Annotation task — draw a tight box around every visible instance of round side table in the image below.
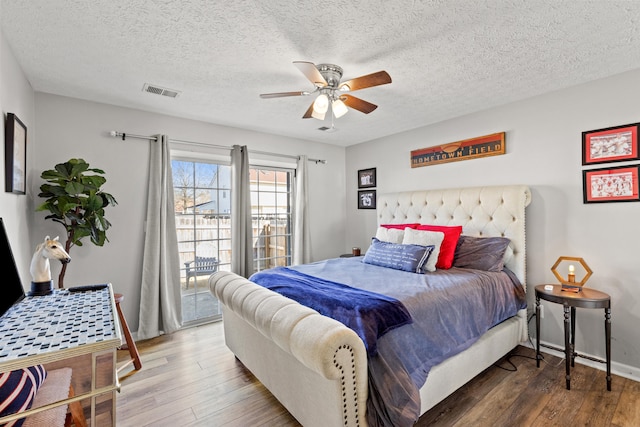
[535,285,611,391]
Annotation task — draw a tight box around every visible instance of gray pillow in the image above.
[362,237,433,273]
[453,235,510,272]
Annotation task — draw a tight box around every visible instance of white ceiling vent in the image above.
[142,83,182,98]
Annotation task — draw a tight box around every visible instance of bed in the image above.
[209,186,531,426]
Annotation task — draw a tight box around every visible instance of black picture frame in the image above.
[4,113,27,194]
[582,165,640,203]
[358,190,376,209]
[582,123,640,166]
[358,168,376,188]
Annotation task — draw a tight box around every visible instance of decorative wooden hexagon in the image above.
[551,256,593,286]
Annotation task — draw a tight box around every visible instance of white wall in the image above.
[346,70,640,375]
[0,27,36,291]
[30,93,346,330]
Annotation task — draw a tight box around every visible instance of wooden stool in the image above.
[113,294,142,378]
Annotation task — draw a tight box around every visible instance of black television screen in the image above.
[0,218,24,316]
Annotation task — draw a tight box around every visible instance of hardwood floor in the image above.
[117,322,640,427]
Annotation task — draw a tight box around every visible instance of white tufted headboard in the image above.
[377,185,531,289]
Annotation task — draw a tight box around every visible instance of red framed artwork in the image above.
[582,123,640,165]
[582,165,640,203]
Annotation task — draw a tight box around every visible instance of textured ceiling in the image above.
[0,0,640,146]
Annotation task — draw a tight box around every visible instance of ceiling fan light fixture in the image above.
[331,98,349,119]
[311,110,325,120]
[313,93,329,116]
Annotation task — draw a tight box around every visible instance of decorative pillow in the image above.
[376,227,404,243]
[453,235,510,271]
[402,228,444,271]
[362,237,433,273]
[380,222,420,230]
[418,224,462,270]
[0,365,47,427]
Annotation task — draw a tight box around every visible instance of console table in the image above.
[0,284,122,427]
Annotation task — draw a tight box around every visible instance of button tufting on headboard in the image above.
[378,185,531,283]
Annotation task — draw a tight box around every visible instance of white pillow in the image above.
[376,227,404,243]
[402,228,444,271]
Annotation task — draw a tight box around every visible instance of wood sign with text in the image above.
[411,132,505,168]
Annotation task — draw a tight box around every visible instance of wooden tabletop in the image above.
[535,285,611,308]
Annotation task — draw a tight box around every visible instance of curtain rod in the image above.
[109,130,327,165]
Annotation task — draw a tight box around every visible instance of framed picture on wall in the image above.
[358,190,376,209]
[582,123,640,165]
[582,165,640,203]
[358,168,376,188]
[4,113,27,194]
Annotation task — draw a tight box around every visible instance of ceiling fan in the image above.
[260,61,391,120]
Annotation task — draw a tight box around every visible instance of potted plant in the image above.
[36,159,118,288]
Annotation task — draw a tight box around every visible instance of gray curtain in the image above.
[138,135,182,339]
[292,155,311,265]
[231,145,254,278]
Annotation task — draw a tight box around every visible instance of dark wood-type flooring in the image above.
[117,322,640,427]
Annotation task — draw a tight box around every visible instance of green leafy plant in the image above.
[36,159,118,288]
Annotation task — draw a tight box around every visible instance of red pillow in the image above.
[417,224,462,270]
[380,223,420,230]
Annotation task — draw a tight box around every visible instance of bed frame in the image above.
[209,186,531,426]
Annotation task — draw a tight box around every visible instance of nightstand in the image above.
[535,285,611,391]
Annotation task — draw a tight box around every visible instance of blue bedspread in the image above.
[290,257,526,427]
[250,267,411,356]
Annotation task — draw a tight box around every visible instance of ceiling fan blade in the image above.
[340,71,391,91]
[340,95,378,114]
[260,91,309,98]
[293,61,328,87]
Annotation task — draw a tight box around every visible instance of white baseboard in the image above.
[522,340,640,381]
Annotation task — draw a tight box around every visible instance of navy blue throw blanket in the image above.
[249,267,412,356]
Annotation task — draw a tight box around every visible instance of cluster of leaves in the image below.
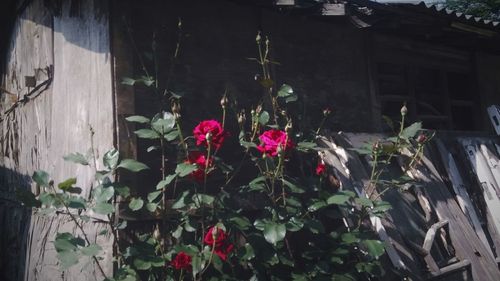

_AIM_: Please write out all of the entries above again word for word, leaving out the pictures.

_TASK ANSWER_:
Annotation task — draw a tight box around every visible instance of round side table in the image below.
[535,285,611,391]
Annotation task — draw a tight box around every visible instance of gray pillow in the image above.
[362,237,433,273]
[453,235,510,272]
Annotation task — draw a tight box around every visible instance of white ceiling vent in the image above.
[142,83,182,98]
Annotation task — draw a tight box around every visible instance of bed in the image above.
[209,186,531,426]
Annotation task — draw a tight box around every visible instance of black picture frame in the image above.
[4,113,27,194]
[582,165,640,203]
[358,190,376,209]
[582,123,640,166]
[358,168,376,188]
Annotation task — draw a tight box around every visible instance of decorative wooden hexagon in the image above.
[551,256,593,286]
Annotation task — draw a tight box around every visible instance of white wall in the image above.
[346,70,640,375]
[0,27,36,291]
[30,93,346,330]
Annotation task — draw a tight box around every visible instance of wooden stool in the image above.
[113,294,142,378]
Annotation task — draw a tight box around every visible instance of black television screen in the image above.
[0,218,24,316]
Annotation task — draw a tight box around every visible instance of hardwood floor in the image above.
[117,322,640,427]
Annotation task — draw a tight box around every visible instance of white tufted headboard in the image above.
[377,185,531,289]
Annotation task — draw a tight box around every visible instance of red framed artwork in the image above.
[582,123,640,165]
[582,165,640,203]
Annotation task — draw a tight box around every visible instance of textured ceiling in the image above.
[0,0,640,146]
Annotation task — draw a tight box around every visible instance of ceiling fan light fixture in the image above.
[331,98,349,119]
[311,110,325,120]
[313,93,329,116]
Annotation task — draw a tight box around every visible instance of decorative pillow in the image above.
[376,227,404,243]
[453,235,510,271]
[402,228,444,271]
[362,237,433,273]
[380,222,420,230]
[418,224,462,270]
[0,365,47,427]
Annotation task — draw a tight box around every visible instance of console table in the image above.
[0,284,122,427]
Annotation task — draw a tight box around every visible instance of button tufting on headboard in the image above.
[378,185,531,283]
Annotation task — draw a tight box around every visible instance of white pillow in the image above.
[376,227,404,243]
[402,228,444,271]
Annotation task — draw a tight box around every visible instance of wood sign with text in the image above.
[411,132,505,168]
Annotation task — draw a tight box around every visible instance of wooden tabletop in the image above.
[535,285,611,308]
Annotation task — draw a tight box around every visible instance of curtain rod in the image above.
[109,130,327,165]
Annotation task — draw a tight box around every visible instance of framed picture on wall in the image above.
[358,190,376,209]
[582,123,640,165]
[582,165,640,203]
[358,168,376,188]
[4,113,27,194]
Annotation task — draw a tight box around every visible instance of ceiling fan in the image above.
[260,61,391,120]
Annotation task — draw a tight box around every visible instance of potted plant in the image above.
[36,159,118,288]
Annotation task — draw a tight box around every visible instance of gray curtain in the image above.
[138,135,182,339]
[292,155,311,265]
[231,145,254,278]
Annotation task — draw a tight box around every visible instance of dark wood-type flooring in the image above.
[117,322,640,427]
Annotation task — draw a tight box around every visible instance of green leafy plant in the image above.
[36,159,118,288]
Annotation task — draw a tight box around every visible instance of red pillow in the image above.
[417,224,462,270]
[380,223,420,230]
Annotation task — draw a tight box around every visible instance of bed frame in the image above.
[209,186,531,426]
Annotation task — draw a tight box around every visible instance of nightstand in the image above.
[535,285,611,391]
Annotation task — draw a tight box around every visible instance of blue bedspread in the image above.
[290,257,526,427]
[250,267,411,356]
Annotation task — draw a tight box around every visible instance of ceiling fan blade in the image above.
[340,71,391,91]
[340,95,378,114]
[260,91,309,98]
[293,61,328,87]
Annotation task — draw a tight box around every visible instance of white baseboard in the image above.
[522,340,640,381]
Annotation task — draw a tight box around every visible instance of navy blue throw blanket in the image above.
[249,267,412,356]
Annotation task — draw a tight box around every visible instance of cluster of leaves in the image below.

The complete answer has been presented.